> _TASK GOAL_
From the passage on U.S. exports of distillers' grains, quote verbatim the part that opens with the words containing "Tight corn supplies, cutbacks" and closes with "and prices retreat.".

> _SELECTED EXCERPT_
━━━

The dried distillers' grains with solubles product sells itself once foreign feeders see what it can do. That has led to a tenfold jump in U.S. exports since 2004.

Tight corn supplies, cutbacks at U.S. ethanol plants, and high export prices have stalled U.S. sales of dried distillers' grains with solubles (DDGS) to foreign livestock feeders. But underlying demand appears good, which could lead to a rebound once supplies expand and prices retreat.

On a dollar basis, U.S. DDGS exports continue to climb, due to high prices. But those same prices are causing foreigners to buy less tonnage. Based on USDA figures for the first eight months of 2012, full-year DDGS exports through December looked like they should be close to 2011's 7.64 million tons. But on a dollar basis, 2012 exports were running about 11.6% higher.

━━━

Items drawn from a data source:
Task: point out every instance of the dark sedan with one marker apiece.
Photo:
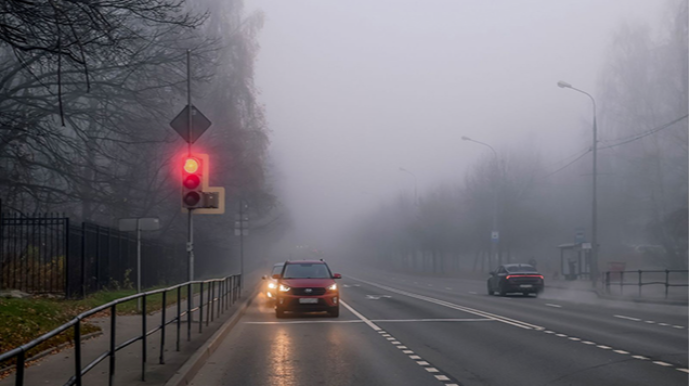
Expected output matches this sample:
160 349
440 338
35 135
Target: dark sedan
516 278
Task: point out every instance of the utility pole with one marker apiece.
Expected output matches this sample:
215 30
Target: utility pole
594 254
190 219
241 230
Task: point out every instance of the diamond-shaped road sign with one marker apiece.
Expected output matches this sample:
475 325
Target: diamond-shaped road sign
199 124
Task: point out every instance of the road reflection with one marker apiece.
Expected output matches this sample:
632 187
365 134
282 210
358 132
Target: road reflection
281 360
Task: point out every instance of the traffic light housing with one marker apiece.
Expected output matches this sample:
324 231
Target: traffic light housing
194 180
196 194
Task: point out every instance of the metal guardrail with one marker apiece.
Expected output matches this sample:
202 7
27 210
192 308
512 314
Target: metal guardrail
617 278
221 294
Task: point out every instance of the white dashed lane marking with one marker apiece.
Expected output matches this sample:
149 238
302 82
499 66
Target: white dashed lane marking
638 320
619 352
516 323
404 349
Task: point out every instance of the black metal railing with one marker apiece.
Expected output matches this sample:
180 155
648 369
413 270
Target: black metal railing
641 279
215 297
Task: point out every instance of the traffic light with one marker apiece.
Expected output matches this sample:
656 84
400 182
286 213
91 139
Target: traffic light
196 194
194 179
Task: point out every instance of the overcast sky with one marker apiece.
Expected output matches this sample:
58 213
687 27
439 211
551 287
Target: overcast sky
356 89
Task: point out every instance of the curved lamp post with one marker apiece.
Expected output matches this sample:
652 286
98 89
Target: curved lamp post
595 243
494 242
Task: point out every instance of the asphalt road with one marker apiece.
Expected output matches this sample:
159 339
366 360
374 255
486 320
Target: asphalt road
405 330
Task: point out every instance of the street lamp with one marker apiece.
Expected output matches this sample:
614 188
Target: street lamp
595 242
416 202
494 233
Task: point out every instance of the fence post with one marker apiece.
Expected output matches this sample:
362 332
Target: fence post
209 311
143 338
77 352
162 358
2 243
21 360
220 298
608 282
83 259
113 343
639 282
179 311
66 262
98 258
201 307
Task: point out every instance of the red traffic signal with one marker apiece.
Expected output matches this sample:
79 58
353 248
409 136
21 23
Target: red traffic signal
193 177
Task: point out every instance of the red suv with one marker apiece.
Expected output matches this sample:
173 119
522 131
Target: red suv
307 285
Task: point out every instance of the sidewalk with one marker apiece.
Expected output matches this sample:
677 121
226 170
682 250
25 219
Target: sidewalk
56 369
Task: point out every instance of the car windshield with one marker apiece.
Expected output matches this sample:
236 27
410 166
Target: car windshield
521 268
306 271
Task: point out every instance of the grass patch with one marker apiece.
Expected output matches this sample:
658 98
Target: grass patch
23 320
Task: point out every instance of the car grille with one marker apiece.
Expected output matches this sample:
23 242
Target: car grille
525 280
308 291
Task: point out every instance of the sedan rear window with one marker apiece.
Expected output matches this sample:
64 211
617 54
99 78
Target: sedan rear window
521 268
306 271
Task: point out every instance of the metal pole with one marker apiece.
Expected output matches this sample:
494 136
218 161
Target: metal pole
190 221
138 265
494 243
241 242
595 179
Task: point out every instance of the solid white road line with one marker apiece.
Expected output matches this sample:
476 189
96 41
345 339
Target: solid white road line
627 318
498 318
430 320
307 322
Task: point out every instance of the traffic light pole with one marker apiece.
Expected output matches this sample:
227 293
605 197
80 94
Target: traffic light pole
190 218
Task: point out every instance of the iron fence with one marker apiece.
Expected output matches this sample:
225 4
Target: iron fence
641 279
215 297
48 254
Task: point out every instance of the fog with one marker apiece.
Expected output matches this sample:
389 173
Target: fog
354 90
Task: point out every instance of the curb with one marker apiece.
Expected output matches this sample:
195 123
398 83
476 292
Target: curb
664 302
192 366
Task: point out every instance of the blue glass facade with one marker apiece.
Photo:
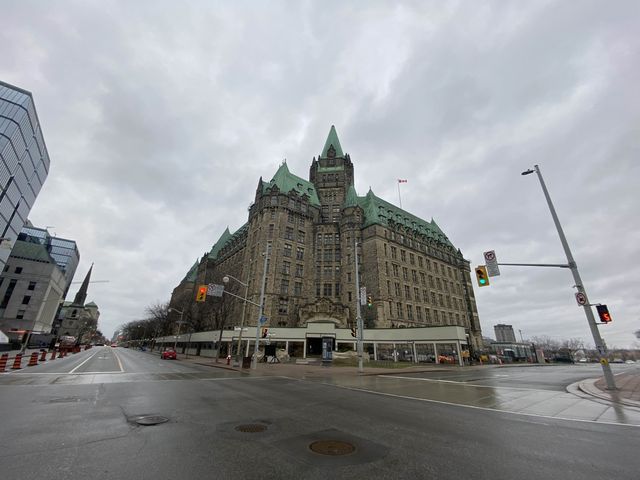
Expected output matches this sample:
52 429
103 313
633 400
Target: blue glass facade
24 161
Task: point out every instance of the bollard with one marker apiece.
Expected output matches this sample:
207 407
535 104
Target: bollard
17 362
3 361
33 361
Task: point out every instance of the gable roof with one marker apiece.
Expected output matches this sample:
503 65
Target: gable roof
287 182
380 212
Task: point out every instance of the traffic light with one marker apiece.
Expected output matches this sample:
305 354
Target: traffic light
603 313
481 276
201 295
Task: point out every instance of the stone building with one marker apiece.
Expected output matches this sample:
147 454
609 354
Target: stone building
412 273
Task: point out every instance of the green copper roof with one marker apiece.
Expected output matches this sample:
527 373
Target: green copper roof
379 212
226 235
192 273
332 139
287 181
31 251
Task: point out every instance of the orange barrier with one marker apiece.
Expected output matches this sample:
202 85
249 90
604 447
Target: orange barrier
17 362
33 361
3 361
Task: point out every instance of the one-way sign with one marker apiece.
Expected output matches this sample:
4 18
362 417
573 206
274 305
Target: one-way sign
492 263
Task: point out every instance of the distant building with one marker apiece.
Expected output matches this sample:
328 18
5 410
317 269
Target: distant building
24 163
79 319
504 333
31 288
63 251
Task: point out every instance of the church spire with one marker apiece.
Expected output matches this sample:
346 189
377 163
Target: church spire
332 145
81 296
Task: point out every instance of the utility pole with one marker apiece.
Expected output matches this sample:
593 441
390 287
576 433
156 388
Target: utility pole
602 350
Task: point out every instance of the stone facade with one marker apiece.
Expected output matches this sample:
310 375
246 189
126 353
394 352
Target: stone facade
413 274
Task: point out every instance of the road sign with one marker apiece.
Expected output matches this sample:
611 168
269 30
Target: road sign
215 290
492 263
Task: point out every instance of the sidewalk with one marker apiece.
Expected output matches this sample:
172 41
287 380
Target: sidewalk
628 392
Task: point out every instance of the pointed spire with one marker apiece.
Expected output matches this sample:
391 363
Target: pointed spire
81 296
332 141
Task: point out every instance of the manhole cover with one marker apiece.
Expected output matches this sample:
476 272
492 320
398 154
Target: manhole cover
151 420
332 447
251 428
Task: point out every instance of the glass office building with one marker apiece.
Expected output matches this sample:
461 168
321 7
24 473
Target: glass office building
24 163
63 251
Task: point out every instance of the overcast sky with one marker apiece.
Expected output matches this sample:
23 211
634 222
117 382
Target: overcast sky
161 116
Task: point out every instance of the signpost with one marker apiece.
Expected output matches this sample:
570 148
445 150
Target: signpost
492 263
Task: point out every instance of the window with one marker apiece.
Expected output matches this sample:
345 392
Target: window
288 233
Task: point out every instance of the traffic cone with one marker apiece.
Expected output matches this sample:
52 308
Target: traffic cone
17 362
3 361
33 361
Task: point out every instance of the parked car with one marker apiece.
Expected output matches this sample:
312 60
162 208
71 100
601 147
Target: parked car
168 354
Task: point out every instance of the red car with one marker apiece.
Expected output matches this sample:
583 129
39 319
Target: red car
168 354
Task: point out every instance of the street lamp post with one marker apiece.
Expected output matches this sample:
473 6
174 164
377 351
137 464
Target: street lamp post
179 322
602 351
225 279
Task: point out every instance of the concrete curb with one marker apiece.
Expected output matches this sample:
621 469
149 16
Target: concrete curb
588 386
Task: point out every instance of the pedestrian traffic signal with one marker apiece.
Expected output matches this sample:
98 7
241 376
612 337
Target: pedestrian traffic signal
481 276
201 294
603 313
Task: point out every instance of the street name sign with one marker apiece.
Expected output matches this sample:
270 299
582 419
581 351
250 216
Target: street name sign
492 263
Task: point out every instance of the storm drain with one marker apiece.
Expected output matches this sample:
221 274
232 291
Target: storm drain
151 420
332 447
251 428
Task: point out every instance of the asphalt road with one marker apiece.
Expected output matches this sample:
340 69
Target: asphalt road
64 420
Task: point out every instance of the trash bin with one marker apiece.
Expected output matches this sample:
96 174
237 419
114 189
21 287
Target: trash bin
246 362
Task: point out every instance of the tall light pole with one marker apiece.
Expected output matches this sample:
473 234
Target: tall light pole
359 323
179 322
602 351
225 279
254 360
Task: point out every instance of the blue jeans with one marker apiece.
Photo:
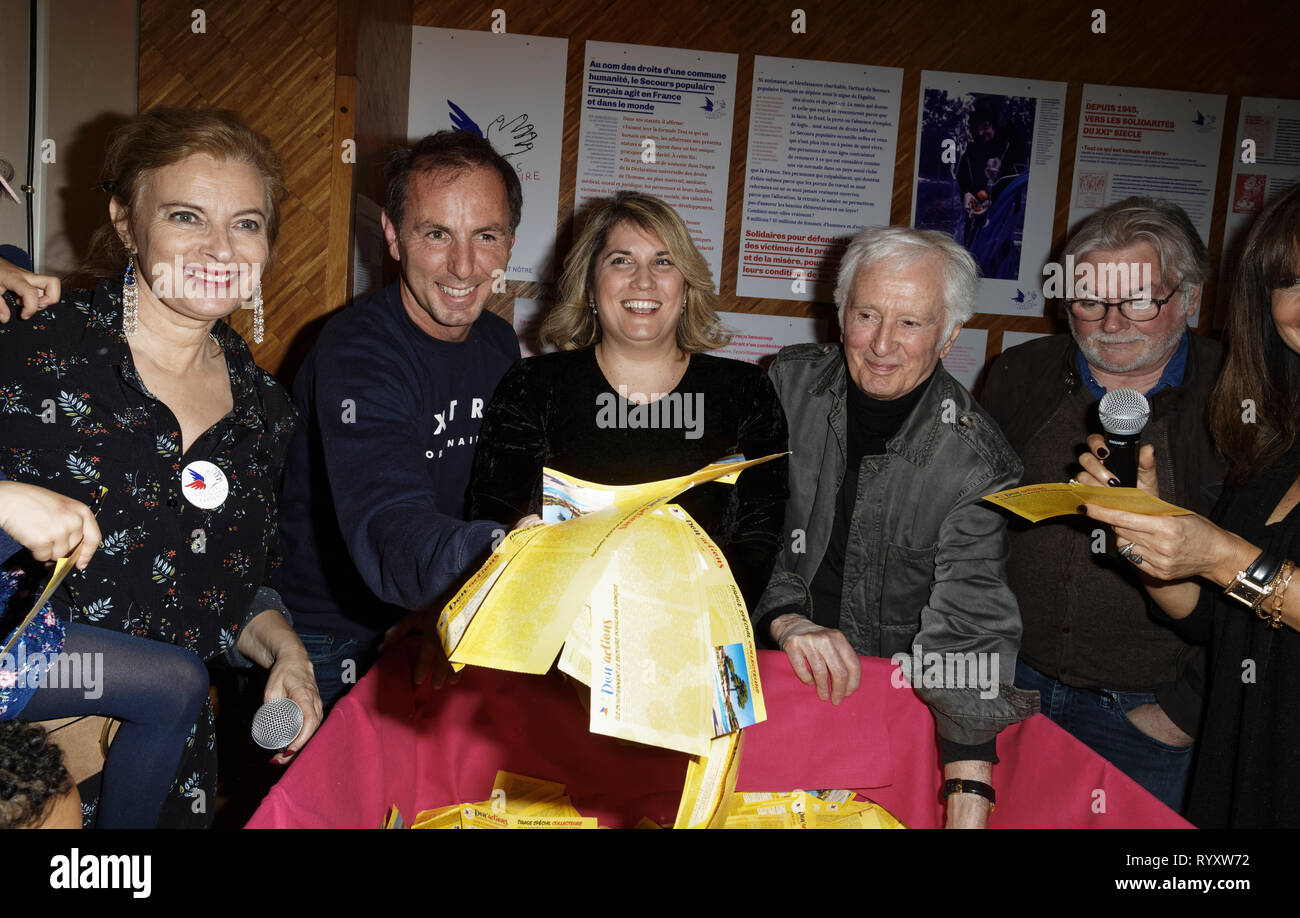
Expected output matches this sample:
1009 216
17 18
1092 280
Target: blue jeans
1099 718
338 662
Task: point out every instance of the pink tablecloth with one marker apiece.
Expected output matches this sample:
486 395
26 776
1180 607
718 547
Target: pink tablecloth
372 753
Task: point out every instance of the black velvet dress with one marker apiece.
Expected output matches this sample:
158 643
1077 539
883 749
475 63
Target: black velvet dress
1247 771
557 410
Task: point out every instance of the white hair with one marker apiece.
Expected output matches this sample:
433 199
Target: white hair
906 245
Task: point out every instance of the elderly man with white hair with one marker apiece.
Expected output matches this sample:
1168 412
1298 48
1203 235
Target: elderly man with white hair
889 550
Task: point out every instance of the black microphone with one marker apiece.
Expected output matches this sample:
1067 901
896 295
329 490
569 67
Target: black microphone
1123 414
277 723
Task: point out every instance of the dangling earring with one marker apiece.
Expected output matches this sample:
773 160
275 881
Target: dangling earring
256 315
130 298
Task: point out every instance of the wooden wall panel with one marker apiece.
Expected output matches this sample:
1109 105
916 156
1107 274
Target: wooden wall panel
277 63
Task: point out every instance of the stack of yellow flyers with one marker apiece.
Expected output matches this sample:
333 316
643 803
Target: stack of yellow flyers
516 802
807 809
640 605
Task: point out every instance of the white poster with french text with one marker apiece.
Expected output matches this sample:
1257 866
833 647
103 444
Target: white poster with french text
1265 163
818 168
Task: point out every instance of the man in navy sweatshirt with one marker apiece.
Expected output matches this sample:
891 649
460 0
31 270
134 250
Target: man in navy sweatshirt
391 397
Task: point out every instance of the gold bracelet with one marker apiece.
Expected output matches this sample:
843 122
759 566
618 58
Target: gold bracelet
1282 581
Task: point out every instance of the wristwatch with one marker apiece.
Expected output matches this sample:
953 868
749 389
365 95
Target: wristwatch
1253 584
966 786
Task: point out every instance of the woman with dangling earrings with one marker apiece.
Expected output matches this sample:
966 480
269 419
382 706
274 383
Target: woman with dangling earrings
137 398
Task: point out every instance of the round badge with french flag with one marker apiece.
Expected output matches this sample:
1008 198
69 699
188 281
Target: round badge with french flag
204 485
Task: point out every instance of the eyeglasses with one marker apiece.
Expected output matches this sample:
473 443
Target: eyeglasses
1138 310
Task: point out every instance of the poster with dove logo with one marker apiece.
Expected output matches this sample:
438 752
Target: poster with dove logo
510 90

━━━

> _REPLY TO THE EXERCISE_
Tight corn supplies, cutbacks at U.S. ethanol plants, and high export prices have stalled U.S. sales of dried distillers' grains with solubles (DDGS) to foreign livestock feeders. But underlying demand appears good, which could lead to a rebound once supplies expand and prices retreat.